(Stored items)
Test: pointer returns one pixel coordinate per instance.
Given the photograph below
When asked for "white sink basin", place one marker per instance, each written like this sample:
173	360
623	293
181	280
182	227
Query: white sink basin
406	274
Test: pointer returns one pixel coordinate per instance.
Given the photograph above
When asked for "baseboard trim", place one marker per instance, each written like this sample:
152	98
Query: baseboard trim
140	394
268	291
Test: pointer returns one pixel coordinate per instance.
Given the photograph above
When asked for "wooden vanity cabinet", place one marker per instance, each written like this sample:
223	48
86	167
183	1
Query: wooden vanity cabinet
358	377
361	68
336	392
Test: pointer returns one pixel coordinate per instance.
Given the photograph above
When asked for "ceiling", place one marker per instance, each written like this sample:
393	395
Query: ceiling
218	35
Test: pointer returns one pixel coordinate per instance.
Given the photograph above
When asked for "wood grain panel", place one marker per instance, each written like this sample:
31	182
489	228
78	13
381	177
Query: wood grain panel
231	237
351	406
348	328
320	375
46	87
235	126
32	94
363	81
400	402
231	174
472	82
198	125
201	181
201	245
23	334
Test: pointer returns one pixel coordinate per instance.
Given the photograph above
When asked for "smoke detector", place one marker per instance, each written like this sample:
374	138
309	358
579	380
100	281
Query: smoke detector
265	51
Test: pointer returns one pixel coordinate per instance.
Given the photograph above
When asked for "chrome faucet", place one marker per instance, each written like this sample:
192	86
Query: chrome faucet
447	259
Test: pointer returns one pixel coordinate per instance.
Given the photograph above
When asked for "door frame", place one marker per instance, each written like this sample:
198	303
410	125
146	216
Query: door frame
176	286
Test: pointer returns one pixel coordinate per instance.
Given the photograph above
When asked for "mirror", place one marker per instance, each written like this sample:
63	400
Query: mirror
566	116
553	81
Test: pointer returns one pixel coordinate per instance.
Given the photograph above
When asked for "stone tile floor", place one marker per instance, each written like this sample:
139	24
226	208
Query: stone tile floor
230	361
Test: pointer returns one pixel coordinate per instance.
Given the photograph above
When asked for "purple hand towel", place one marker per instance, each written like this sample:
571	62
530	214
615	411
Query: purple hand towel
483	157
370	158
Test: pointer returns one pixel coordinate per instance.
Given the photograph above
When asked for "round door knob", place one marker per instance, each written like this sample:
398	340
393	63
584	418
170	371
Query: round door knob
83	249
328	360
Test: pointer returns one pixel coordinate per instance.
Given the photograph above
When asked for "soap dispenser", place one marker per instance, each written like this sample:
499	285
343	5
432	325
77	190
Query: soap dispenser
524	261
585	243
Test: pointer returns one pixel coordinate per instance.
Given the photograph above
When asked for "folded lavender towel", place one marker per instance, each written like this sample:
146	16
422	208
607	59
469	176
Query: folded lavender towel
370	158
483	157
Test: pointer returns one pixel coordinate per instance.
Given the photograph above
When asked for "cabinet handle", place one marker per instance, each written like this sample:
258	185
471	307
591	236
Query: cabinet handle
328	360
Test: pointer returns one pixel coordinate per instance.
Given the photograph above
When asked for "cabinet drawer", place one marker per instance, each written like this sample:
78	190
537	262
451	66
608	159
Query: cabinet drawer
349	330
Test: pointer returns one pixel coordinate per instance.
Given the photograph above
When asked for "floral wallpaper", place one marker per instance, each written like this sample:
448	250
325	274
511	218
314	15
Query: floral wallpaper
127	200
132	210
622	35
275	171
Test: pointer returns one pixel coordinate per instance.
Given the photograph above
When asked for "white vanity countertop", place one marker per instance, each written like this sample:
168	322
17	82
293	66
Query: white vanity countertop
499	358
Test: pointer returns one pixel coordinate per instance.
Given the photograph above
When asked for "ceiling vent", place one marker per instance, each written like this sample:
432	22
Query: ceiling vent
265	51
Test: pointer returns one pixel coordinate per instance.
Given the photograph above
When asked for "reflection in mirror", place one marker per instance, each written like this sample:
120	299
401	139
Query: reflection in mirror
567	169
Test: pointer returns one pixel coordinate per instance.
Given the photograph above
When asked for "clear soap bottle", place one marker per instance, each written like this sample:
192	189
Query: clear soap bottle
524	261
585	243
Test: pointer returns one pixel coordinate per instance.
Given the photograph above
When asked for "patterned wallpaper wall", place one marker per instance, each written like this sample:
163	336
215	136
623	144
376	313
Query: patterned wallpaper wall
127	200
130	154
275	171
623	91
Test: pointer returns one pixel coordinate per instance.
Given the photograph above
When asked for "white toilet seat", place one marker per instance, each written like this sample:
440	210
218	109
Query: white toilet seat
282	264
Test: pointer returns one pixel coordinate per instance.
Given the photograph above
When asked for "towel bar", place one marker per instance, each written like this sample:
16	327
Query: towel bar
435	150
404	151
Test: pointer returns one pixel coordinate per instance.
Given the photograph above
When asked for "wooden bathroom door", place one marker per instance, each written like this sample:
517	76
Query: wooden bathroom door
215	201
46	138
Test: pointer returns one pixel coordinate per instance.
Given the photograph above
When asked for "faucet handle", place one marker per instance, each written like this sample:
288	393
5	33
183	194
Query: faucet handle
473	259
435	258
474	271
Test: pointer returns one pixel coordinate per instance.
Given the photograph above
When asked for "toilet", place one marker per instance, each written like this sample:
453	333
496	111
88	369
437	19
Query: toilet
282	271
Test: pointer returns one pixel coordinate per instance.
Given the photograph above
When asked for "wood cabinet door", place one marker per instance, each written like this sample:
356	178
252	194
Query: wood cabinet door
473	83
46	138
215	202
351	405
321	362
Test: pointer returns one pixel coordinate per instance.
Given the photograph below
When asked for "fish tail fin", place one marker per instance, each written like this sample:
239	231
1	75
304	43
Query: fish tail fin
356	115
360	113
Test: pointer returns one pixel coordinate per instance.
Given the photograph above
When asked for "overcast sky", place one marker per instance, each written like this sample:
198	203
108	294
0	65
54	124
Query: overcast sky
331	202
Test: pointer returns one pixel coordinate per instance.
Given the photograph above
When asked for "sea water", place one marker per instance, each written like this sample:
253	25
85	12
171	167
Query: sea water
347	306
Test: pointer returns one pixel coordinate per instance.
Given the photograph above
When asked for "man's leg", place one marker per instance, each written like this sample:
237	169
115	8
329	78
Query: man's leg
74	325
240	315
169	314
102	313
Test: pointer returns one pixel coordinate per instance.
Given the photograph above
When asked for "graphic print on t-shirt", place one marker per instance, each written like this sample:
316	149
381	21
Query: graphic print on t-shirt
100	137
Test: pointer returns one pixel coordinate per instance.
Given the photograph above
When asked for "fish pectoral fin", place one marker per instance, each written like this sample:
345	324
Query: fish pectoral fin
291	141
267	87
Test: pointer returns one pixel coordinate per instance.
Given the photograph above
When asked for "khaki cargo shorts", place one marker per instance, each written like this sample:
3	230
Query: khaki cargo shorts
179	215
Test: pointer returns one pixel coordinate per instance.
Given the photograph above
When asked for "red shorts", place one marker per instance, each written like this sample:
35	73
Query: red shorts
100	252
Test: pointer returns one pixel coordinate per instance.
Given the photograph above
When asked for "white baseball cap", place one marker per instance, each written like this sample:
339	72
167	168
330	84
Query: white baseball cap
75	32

_Brief_: Write down all the entries again without a single difference.

_Result of this exercise_:
Test: pointer returns one pixel coordinate per instance.
Given the photograph below
When asked for "white sink basin", place one marker per instance, each written like this sample:
173	360
623	293
181	280
182	227
Query: white sink basin
406	274
Test: pointer returns one pixel coordinate per instance.
Given the photograph above
When asked for "baseboard trim", place one marker per instance, each written like this sample:
152	98
Query: baseboard trim
140	394
268	291
Test: pointer returns one pixel coordinate per instance.
Given the photograph above
When asked for "wooden vanity cabinet", place one marker per instance, each written like this sample:
223	48
86	167
183	1
Query: wooden vanity cabinet
358	377
361	68
336	392
Test: pointer returns one pixel coordinate per instance.
Given the photograph above
When asked for "ceiling", place one marker per instance, each written like this sample:
393	395
Query: ceiling
218	35
Test: pointer returns one pixel coordinate per instance.
Given the photograph above
When asked for "wood grain panel", place one marker per instance, each written like this sample:
31	182
489	228
78	13
381	177
Query: wood grain panel
231	237
351	406
348	328
320	375
46	87
235	126
32	94
363	81
400	402
231	174
472	82
198	125
201	181
201	245
23	334
Test: pointer returns one pixel coordinate per instance.
Given the photograph above
When asked for "smoke detector", place one marker per instance, each written like this sample:
374	138
309	358
579	380
100	281
Query: smoke detector
265	51
Test: pointer returns one pixel coordinate per instance.
Given the photograph above
When asked for "chrome faucet", place one marker per instance, each written like this sample:
192	86
Query: chrome faucet
447	259
Test: pointer returns one pixel coordinate per instance.
Given the photograph above
When asked for "door frame", place one marker per instance, each written like this sample:
198	303
410	125
146	216
Query: door frame
176	286
Test: pointer returns one pixel coordinate per instance.
Given the photograph above
When asked for "mirror", place one marker per instance, each written like this sample:
63	400
Query: mirror
566	116
553	81
Test: pointer returns one pixel coordinate per instance.
Given the photograph above
When asked for "stone tile floor", place one marker per instance, each written like this sample:
139	24
226	208
Query: stone tile floor
230	361
Test: pointer returns one pixel coordinate per instance.
Given the photograph above
When asked for "purple hand towel", place one marker per instance, each written like this sample:
571	62
530	214
615	411
Query: purple hand towel
483	157
370	158
Test: pointer returns one pixel coordinate per instance.
Given the photograph above
When asked for "round door knob", place one marker per instance, each written like this sample:
398	340
393	63
584	418
170	371
Query: round door knob
83	249
328	360
Test: pointer returns one pixel coordinate per instance.
Given the photograph above
When asked for "soap dispenser", place one marker per instance, each written like this sample:
499	285
343	5
432	325
77	190
Query: soap dispenser
524	261
585	243
Test: pointer returns one pixel coordinate per instance.
Given the photograph above
When asked for "folded lavender towel", place one marker per instance, each written like this sample:
146	16
422	208
607	59
469	176
Query: folded lavender towel
370	158
483	157
Test: pointer returns one pixel coordinate per instance.
Given the photograph above
When asked for "cabinet handle", place one marker per instance, each written like this sample:
258	185
471	307
591	236
Query: cabinet handle
328	360
Test: pointer returns one pixel coordinate per instance.
Given the photograph above
When asked for "cabinet drawer", place one marker per instance, each written like this sample:
78	190
537	262
451	66
608	159
Query: cabinet drawer
349	330
Test: pointer returns one pixel coordinate per instance.
Given the photograph above
When asked for "floral wallpaper", place one marker per instance, each written like this sample:
448	250
325	274
511	218
314	15
Query: floral wallpaper
127	200
132	210
622	35
275	171
Test: pointer returns one pixel coordinate per instance.
Given the photograph above
When asked for "white vanity countertop", place one marker per instance, each written like this sample:
168	322
17	82
293	66
Query: white vanity countertop
499	358
Test: pointer returns one pixel coordinate per instance.
Given the photograph above
When asked for "ceiling vent", place one marker per instance, each written like this sample:
432	22
Query: ceiling vent
265	51
Test: pointer returns one pixel coordinate per instance.
Given the photograph above
When asked for "reflection in mirror", place one marker per instance, each written like this sample:
120	299
401	139
Query: reflection in mirror
567	169
Test: pointer returns one pixel coordinate per instance.
Given the photograph above
When asked for "clear soap bottle", place one marker per instance, each written like this sample:
192	189
Query: clear soap bottle
524	261
585	243
Test: pointer returns one pixel coordinate per instance.
Given the photograph above
When asked for "patterned wallpaper wall", place one marker per instance, each written like this sample:
163	336
215	136
623	144
376	313
Query: patterned wallpaper wall
127	200
130	154
275	171
623	91
Test: pointer returns one pixel coordinate per instance.
Given the photograph above
When asked for "white toilet seat", place one marker per instance, each written like this sample:
440	210
218	109
Query: white toilet seat
282	264
Test: pointer returns one pixel coordinate per instance.
Given the photograph above
When asked for "towel bar", place one marker per instance, each written like this sample:
16	327
Query: towel bar
435	150
404	151
Test: pointer returns one pixel coordinate per instance.
Given the photograph above
When asked for "wooden bathroom door", place one marker per instance, each written like this sample:
517	76
Query: wooden bathroom door
215	201
46	138
Test: pointer returns one pixel coordinate per instance.
Given the photograph above
When asked for "faucet handle", place one marker per instance, each written like this sample:
288	393
5	33
183	194
Query: faucet handle
473	259
435	258
474	271
Test: pointer returns one pixel coordinate per instance.
Given the photograph above
When asked for "toilet", place one marker per instance, each written like this sample:
453	333
496	111
88	369
437	19
Query: toilet
282	271
Test: pointer returns one pixel coordinate per instance.
Given the photograph above
When asked for "wood cabinet door", place one marker per instance, each written like this sample:
356	178
252	194
Query: wood cabinet door
473	83
46	138
215	202
351	405
321	362
Test: pointer returns one pixel coordinate per instance.
Given the photograph below
When asked for "fish tail fin", place one marker per instance, each written like this sample:
239	231
1	75
304	43
Query: fish tail fin
356	115
360	113
Test: pointer returns one pixel coordinate per instance.
Given the photograph above
When asked for "overcast sky", place one marker per instance, each written like this sample:
198	203
108	294
0	65
54	124
Query: overcast sky
331	202
Test: pointer returns one pixel coordinate per instance.
Given the photograph above
When asked for "sea water", place one marker per instance, each written like this sample:
253	25
85	12
171	167
Query: sea water
347	306
Test: pointer returns one pixel coordinate per instance.
Given the photograph above
When asked for "man's leg", place one marker per instance, each written like this sample:
237	169
115	8
329	78
Query: man's leg
74	325
240	315
169	314
102	313
Test: pointer returns one pixel coordinate per instance.
Given the photograph above
When asked for "graphic print on t-shirt", place one marker per instance, each written like this sample:
316	149
381	21
Query: graphic print on t-shirt
100	137
Test: pointer returns one pixel coordinate per instance.
Given the photograph above
When asked for "fish pectoral fin", place one marker per instance, each written like this sample:
345	324
Query: fish pectoral fin
291	141
267	87
Test: pointer returns one pixel coordinate per instance.
Given the photograph above
When asked for "khaki cargo shorts", place one marker per instance, each written like this sample:
3	230
Query: khaki cargo shorts
179	215
Test: pointer returns one pixel coordinate per instance.
Given the photograph above
When asked for "red shorts", place one marker per instance, each written like this sample:
35	73
Query: red shorts
100	252
Test: pointer returns one pixel coordinate per instance.
Given the photograph above
When asked for "white baseball cap", place one marker per instance, each written like this sample:
339	72
167	168
330	84
Query: white baseball cap
75	32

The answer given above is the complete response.